**課題の条件:**
• a. 下の報告記事について、次の問いに答えよ。
(i) 今回のオンライン開催で使われたツールは何か。
(ii) 今回の参加者は何名か。
(iii) LGBT-Allyサミット#3の会場を提供したのはどこか。
• b. 下の報告記事から、「LGBT-Allyサミットは」を含む箇所で書き始め、「LGBT-Allyサミット#3 (2018年9月)」の後で止めて、一字も変えずに書き写せ。

**読む本文:**
活動実績

LGBT-Allyサミット#8オンライン

記事日付:2020/05/27


5月27日(水)の「LGBT-Allyサミット#8オンライン」のレポートを、LGBTライターでもあるOUT JAPANの後藤純一がお届けします。

開催概要

イベント名
LGBT-Ally サミット#8 (オンライン)
日程
2020年5月27日
実施方法
オンライン(Zoomを使用)
参加企業
IHI、アッヴィ、味の素、アワーズ、伊藤忠商事、SGホールディングス、NTTデータ、SBSホールディングス、カンロ、倉敷紡績、ゲオホールディングス、コスモ企業、三洋化成工業、サントリーホールディングス、サイボウズ、シグマロジスティクス、GSK、JVCケンウッド、ジャパンディスプレイ、スープストックトーキョー、住友金属鉱山、住友電気工業、高島屋、大丸松坂屋百貨店、中部薬品、電通デジタル、東京海上日動火災保険、日本航空、日本生命保険、日清食品ホールディングス、日立ソリューションズ、PVHジャパン、富士通、文京区役所、ファミリーマート、本田技研工業、三菱商事、リクルートマーケティングパートナーズ、他

緊急事態宣言が出ていたこともあって今回は、LGBT-Allyサミット初のオンライン開催でした。少し不安もありましたが、約40社(団体)、72名のみなさんにご参加いただけました。関東以外からの企業の方にもご参加いただけたのは、オンラインでの「よかった」でした。最初に屋成のほうから、LGBT-Allyサミットの概要についてお話させていただきました。

 LGBT-Allyサミットは、LGBT施策に取り組みはじめて間もない企業さんや、これから始めようとする企業さんが、みなさん「他の会社がどういうことをやっているのか知りたい」とご要望されることから始まった情報交換会です。

LGBT-Allyサミット#1 (2018年1月)
TOTO様に会場提供いただき、初開催。全米での結婚の平等の実現に至るまでのドキュメンタリー『Freedom Tom Marry』なども上映

LGBT-Allyサミット#2 (2018年5月)
SONY様に会場提供いただきました。LLANの藤田さん、稲場さんにもご登壇いただいたほか、TRPの報告も

LGBT-Allyサミット#3 (2018年9月)
武田薬品様に会場提供いただきました。映画『カランコエの花』を観て話し合ったり、法的観点からSOGIハラについて解説いただくコーナーも

LGBT-Allyサミット#4 (2019年2月)

ポインティング用データセットの行
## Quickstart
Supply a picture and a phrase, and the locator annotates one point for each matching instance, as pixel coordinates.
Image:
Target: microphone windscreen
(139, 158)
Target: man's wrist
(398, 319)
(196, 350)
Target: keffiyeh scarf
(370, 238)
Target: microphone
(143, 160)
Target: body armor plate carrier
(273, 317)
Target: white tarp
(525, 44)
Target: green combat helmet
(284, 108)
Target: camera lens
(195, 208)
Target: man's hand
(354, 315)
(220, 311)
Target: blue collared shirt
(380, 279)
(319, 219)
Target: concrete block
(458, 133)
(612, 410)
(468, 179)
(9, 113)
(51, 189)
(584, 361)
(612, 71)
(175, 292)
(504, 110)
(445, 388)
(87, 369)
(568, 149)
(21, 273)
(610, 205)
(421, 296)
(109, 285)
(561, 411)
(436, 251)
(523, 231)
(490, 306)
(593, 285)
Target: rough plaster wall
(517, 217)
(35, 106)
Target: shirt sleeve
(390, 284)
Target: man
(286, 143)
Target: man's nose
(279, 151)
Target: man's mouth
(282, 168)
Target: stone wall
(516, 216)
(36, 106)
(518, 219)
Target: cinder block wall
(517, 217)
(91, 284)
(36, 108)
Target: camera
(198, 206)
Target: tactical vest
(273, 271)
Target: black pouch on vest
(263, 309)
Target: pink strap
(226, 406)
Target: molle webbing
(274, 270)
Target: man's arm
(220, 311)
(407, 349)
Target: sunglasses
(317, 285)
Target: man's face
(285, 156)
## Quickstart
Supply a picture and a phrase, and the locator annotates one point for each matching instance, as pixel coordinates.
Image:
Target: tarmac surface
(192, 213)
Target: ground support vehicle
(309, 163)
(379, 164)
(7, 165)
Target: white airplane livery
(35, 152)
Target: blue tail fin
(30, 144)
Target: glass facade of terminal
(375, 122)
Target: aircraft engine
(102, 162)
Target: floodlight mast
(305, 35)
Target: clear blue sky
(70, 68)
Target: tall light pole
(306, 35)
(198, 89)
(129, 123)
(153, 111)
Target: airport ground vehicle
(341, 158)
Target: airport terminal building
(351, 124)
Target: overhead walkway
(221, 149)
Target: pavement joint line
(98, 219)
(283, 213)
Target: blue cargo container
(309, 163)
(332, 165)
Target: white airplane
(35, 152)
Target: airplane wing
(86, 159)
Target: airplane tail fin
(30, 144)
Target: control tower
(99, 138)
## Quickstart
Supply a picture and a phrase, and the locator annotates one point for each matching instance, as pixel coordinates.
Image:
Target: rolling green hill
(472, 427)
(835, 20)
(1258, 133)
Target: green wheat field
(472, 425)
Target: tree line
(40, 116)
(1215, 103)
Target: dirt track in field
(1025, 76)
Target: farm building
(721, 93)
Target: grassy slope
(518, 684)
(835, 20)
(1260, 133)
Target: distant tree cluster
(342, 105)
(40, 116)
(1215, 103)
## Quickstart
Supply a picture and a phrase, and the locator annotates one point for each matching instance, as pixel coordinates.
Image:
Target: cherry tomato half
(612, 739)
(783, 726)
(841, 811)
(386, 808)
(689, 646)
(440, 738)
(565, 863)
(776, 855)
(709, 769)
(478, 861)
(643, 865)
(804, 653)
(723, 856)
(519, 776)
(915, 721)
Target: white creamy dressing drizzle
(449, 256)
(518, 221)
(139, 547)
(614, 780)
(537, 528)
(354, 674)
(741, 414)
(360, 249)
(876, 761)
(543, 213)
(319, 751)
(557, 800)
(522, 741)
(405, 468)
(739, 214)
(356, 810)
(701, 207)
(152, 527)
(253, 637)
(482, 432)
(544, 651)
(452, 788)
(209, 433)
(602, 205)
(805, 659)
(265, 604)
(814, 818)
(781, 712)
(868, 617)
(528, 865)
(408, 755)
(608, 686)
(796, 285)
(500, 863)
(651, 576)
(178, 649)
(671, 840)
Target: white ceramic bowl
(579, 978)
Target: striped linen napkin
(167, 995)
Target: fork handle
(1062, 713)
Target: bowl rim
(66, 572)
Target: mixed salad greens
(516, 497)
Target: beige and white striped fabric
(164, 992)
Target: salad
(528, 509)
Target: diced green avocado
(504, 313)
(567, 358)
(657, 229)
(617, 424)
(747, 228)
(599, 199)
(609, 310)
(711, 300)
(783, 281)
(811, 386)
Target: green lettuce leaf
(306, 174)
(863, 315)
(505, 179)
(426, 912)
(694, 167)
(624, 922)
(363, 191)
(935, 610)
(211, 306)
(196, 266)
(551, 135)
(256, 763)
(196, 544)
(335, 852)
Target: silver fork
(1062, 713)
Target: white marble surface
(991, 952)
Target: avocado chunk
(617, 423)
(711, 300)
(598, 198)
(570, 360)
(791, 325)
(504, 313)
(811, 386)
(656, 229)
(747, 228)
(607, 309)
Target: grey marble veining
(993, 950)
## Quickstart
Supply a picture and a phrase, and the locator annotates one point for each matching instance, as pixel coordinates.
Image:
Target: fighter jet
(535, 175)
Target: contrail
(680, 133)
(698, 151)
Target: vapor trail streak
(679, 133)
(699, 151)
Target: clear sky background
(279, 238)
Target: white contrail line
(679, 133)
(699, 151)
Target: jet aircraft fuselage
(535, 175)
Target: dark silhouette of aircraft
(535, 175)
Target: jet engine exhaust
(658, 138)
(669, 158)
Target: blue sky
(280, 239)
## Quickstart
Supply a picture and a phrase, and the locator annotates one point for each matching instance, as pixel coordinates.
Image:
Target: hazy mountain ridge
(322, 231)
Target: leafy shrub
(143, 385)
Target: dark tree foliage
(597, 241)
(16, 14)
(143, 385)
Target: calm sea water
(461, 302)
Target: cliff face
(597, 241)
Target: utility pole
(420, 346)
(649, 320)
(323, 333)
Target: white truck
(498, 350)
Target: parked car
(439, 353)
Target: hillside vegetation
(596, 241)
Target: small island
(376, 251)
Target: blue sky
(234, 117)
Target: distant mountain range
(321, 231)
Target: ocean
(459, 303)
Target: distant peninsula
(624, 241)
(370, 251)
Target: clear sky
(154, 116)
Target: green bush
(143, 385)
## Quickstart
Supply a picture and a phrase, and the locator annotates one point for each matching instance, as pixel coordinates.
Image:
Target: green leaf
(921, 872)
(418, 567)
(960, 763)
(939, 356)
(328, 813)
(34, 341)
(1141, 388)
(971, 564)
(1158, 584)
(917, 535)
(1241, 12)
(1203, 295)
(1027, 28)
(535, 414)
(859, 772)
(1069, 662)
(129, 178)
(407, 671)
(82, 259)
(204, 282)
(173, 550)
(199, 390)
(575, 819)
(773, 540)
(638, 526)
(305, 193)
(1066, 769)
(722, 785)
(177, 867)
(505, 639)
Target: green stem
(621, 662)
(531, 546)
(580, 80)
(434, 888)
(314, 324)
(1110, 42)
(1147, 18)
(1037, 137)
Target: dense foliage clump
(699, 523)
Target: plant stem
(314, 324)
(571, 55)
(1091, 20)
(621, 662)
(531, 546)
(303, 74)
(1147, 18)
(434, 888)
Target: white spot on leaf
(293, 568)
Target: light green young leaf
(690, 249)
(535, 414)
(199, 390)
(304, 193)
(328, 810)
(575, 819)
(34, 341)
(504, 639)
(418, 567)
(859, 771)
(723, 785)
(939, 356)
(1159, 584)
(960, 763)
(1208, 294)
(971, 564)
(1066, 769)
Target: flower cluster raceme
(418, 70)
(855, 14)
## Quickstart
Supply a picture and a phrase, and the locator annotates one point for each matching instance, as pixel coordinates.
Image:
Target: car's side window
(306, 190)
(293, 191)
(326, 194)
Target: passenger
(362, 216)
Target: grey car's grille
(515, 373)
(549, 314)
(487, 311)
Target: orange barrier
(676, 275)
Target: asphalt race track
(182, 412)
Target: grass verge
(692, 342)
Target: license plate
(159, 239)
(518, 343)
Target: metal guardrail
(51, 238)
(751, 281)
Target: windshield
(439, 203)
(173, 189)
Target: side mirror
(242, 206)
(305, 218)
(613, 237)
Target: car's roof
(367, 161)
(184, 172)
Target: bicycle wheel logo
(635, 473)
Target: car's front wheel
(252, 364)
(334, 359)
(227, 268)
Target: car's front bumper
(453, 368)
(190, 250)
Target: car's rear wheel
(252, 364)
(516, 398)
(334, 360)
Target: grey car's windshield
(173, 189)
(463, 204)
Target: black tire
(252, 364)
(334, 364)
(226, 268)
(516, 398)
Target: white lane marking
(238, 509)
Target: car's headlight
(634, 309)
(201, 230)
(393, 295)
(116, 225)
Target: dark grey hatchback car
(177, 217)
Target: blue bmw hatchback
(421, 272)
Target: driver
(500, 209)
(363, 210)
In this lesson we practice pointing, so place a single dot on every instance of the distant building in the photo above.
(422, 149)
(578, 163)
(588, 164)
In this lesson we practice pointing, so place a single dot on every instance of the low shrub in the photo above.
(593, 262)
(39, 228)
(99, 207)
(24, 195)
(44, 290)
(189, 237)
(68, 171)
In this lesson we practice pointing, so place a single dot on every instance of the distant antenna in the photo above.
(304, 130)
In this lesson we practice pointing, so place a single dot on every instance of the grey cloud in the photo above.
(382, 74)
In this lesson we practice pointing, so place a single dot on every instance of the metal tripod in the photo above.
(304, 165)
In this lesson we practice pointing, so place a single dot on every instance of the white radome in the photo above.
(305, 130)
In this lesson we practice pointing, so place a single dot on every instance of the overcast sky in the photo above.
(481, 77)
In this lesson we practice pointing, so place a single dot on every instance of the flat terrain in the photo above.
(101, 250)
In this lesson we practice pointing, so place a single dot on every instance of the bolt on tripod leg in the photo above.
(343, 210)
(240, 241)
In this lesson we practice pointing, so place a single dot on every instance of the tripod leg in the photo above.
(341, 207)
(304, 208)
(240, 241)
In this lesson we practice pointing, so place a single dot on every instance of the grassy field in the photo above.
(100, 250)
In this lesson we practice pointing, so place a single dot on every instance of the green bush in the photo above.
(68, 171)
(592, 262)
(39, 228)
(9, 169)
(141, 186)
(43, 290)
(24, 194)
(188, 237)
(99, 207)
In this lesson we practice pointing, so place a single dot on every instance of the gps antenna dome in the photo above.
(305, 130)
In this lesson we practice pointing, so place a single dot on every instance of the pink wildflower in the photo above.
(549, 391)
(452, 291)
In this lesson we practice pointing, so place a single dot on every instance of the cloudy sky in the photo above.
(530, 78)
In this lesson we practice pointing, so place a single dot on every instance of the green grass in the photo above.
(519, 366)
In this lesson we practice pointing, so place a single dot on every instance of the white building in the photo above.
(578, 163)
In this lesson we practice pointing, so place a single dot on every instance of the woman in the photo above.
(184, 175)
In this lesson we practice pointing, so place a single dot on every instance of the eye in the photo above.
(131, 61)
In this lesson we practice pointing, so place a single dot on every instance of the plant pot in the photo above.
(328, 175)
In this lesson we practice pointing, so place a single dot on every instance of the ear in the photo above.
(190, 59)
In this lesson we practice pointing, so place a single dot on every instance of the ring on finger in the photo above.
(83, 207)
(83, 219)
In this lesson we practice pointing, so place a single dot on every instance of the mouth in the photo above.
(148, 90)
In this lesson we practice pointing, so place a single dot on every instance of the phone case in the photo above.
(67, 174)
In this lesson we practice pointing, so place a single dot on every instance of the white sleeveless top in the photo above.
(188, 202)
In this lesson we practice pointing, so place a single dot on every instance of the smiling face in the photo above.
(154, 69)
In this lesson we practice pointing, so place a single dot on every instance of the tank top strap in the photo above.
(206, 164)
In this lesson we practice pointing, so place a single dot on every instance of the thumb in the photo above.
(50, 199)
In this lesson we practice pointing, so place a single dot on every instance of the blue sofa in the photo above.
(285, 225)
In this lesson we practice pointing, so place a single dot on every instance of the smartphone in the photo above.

**順番どおりの解答:**
• a.
(i) Zoom
(ii) 72名
(iii) 武田薬品

• b.
LGBT-Allyサミットは、LGBT施策に取り組みはじめて間もない企業さんや、これから始めようとする企業さんが、みなさん「他の会社がどういうことをやっているのか知りたい」とご要望されることから始まった情報交換会です。

LGBT-Allyサミット#1 (2018年1月)
TOTO様に会場提供いただき、初開催。全米での結婚の平等の実現に至るまでのドキュメンタリー『Freedom Tom Marry』なども上映

LGBT-Allyサミット#2 (2018年5月)
SONY様に会場提供いただきました。LLANの藤田さん、稲場さんにもご登壇いただいたほか、TRPの報告も

LGBT-Allyサミット#3 (2018年9月)